AVAILABLE DATA:

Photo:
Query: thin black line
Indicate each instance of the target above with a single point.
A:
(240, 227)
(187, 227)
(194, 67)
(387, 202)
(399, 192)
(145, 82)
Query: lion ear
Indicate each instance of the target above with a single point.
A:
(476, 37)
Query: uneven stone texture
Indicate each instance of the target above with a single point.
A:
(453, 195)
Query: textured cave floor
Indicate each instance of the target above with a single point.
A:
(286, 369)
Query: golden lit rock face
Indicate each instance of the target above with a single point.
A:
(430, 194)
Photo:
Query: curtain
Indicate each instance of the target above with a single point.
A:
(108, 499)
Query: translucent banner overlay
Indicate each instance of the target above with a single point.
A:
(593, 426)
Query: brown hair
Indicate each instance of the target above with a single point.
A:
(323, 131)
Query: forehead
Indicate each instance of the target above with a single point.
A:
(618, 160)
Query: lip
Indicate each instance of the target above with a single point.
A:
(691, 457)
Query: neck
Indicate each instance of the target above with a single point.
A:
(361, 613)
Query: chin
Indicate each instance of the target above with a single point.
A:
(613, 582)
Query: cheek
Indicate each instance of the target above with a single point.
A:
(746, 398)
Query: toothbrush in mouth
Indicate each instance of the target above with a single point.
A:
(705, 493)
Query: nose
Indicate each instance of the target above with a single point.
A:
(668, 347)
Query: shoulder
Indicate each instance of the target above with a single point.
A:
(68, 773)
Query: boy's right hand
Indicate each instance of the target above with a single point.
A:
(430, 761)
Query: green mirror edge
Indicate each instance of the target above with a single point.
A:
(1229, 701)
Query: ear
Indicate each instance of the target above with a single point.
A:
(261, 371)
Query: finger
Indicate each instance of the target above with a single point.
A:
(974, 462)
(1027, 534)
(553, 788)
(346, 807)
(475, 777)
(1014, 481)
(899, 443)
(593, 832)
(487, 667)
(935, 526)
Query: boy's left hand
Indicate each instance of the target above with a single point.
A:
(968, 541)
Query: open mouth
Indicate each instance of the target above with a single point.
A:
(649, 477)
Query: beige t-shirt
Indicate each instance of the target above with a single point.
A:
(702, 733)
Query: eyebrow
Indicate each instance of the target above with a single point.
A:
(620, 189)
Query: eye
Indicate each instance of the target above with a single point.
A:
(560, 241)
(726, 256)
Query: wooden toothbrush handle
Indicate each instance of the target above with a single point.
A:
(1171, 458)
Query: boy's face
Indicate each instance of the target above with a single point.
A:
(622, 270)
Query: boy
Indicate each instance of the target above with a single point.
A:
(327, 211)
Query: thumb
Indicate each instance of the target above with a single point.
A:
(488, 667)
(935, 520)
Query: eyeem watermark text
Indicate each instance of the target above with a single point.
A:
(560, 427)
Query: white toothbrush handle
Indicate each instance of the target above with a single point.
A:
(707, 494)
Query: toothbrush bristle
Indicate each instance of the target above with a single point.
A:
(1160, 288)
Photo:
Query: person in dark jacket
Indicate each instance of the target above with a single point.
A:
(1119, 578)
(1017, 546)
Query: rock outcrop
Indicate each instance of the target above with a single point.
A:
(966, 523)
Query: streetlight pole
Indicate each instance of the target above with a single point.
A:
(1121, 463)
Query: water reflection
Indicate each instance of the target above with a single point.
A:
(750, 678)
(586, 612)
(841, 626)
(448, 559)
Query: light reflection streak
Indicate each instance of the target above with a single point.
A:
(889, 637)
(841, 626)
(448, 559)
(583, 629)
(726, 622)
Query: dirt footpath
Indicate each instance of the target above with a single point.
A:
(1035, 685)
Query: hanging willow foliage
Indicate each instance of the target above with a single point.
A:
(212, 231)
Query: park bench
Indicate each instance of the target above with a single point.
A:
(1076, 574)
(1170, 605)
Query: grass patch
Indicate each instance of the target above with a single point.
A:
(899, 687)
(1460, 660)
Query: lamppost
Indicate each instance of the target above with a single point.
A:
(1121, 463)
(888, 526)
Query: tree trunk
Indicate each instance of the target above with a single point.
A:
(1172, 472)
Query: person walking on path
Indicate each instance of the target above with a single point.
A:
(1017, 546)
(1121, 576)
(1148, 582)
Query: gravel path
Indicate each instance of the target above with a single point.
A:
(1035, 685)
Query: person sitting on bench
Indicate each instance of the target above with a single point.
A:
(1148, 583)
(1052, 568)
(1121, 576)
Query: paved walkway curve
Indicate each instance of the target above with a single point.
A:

STATED TASK:
Update all the rows above by replacing "a single point" with "one point" wherever it occurs, and leave everything else unchanged.

RESULT FOR THIS TASK:
Photo:
Query: thin black line
Indicate each instance of the target above with one point.
A:
(240, 227)
(187, 227)
(194, 67)
(387, 202)
(399, 192)
(145, 82)
Query: lion ear
Indicate each instance of the target above with one point.
A:
(476, 37)
Query: uneven stone texture
Indicate each instance of the target above with one point.
A:
(453, 195)
Query: textured cave floor
Indicate each instance of the target above with one point.
A:
(286, 369)
Query: golden lit rock face
Indicate each instance of the target above with one point.
A:
(430, 194)
Photo:
Query: curtain
Indicate each instance of the target above with one point.
A:
(108, 499)
Query: translucent banner overlay
Indicate each instance of the target above with one point.
A:
(593, 426)
Query: brown hair
Indicate each instance of the target above with one point.
A:
(323, 131)
Query: forehead
Indicate each instance of the target above with one point.
A:
(618, 160)
Query: lip
Indicate each instance of the target above with one point.
A:
(691, 457)
Query: neck
Indicate each instance of the target above with one point.
A:
(361, 613)
Query: chin
Indicate each instance of the target above with one point.
A:
(613, 582)
Query: cheek
Indicate each instance of the target above with one point.
A:
(746, 398)
Query: toothbrush in mouth
Indicate each instance of the target above with one point.
A:
(705, 493)
Query: nose
Indicate each instance of the target above with one point.
A:
(668, 347)
Query: shoulder
Indicate each instance of the target above with one point.
A:
(68, 773)
Query: boy's right hand
Indicate each instance of the target above with one point.
A:
(430, 761)
Query: green mirror edge
Indicate each instance of the target above with one point.
A:
(1229, 701)
Query: ear
Indicate each instance of the target above with one point.
A:
(261, 371)
Query: finger
Indicate each instance of the target above with one point.
A:
(974, 462)
(1027, 534)
(553, 788)
(346, 807)
(475, 777)
(1014, 481)
(899, 443)
(593, 832)
(487, 667)
(935, 526)
Query: boy's left hand
Indicate each instance of the target above with one point.
A:
(968, 541)
Query: open mouth
Indicate each instance of the target above with one point.
A:
(649, 477)
Query: beige t-shirt
Indicate each instance of the target above with one point.
A:
(702, 733)
Query: eyebrow
Indicate each instance of the target above with one point.
A:
(620, 189)
Query: eye
Indicate each instance of the target above with one point.
A:
(560, 241)
(726, 256)
Query: wooden toothbrush handle
Indicate each instance of the target above with one point.
A:
(1171, 458)
Query: boy's face
Indicate each instance of the target above with one point.
A:
(622, 270)
Query: boy
Indicate each instance of the target above with one point.
A:
(327, 211)
Query: thumb
Indicate each instance of the target above with one point.
A:
(488, 667)
(935, 520)
Query: eyeem watermark text
Indicate each instance of the target above with one point.
A:
(560, 427)
Query: white toothbrush handle
Indicate each instance of the target above with one point.
A:
(707, 494)
Query: toothbrush bristle
Indicate each instance of the target above with one point.
A:
(1160, 288)
Photo:
Query: person in dark jacket
Indicate each instance of the target above with one point.
A:
(1119, 578)
(1017, 546)
Query: rock outcrop
Indicate each instance of the target above with one point.
A:
(966, 523)
Query: streetlight pole
Indicate each instance of the target above with one point.
A:
(1121, 463)
Query: water reflection
Indicate each instance of the target above with one point.
A:
(750, 678)
(586, 612)
(841, 626)
(448, 559)
Query: light reflection streak
Indicate each instance of the target above with one point.
A:
(889, 637)
(841, 626)
(448, 559)
(583, 629)
(726, 622)
Query: dirt footpath
Indicate each instance of the target above with one point.
A:
(1035, 685)
Query: hanging willow foliage
Indicate each instance of the target above with one point.
A:
(212, 231)
Query: park bench
Indicate each instance of the target above with one point.
A:
(1076, 574)
(1170, 605)
Query: grass patch
Indicate each instance of the target above with one point.
A:
(899, 687)
(1460, 660)
Query: lamppost
Indicate each instance of the target above with one point.
A:
(1121, 463)
(888, 526)
Query: tree trunk
Indicate each instance of the target above with one point.
A:
(1172, 472)
Query: person walking on path
Indicate each instance of the target above with one point.
A:
(1017, 546)
(1121, 576)
(1148, 582)
Query: gravel path
Indicate each instance of the target above with one point.
A:
(1035, 685)
Query: person sitting on bench
Indicate each instance of the target above with one point.
A:
(1148, 583)
(1052, 568)
(1121, 576)
Query: paved walkway curve
Indicate each instance of the target above with one point.
A:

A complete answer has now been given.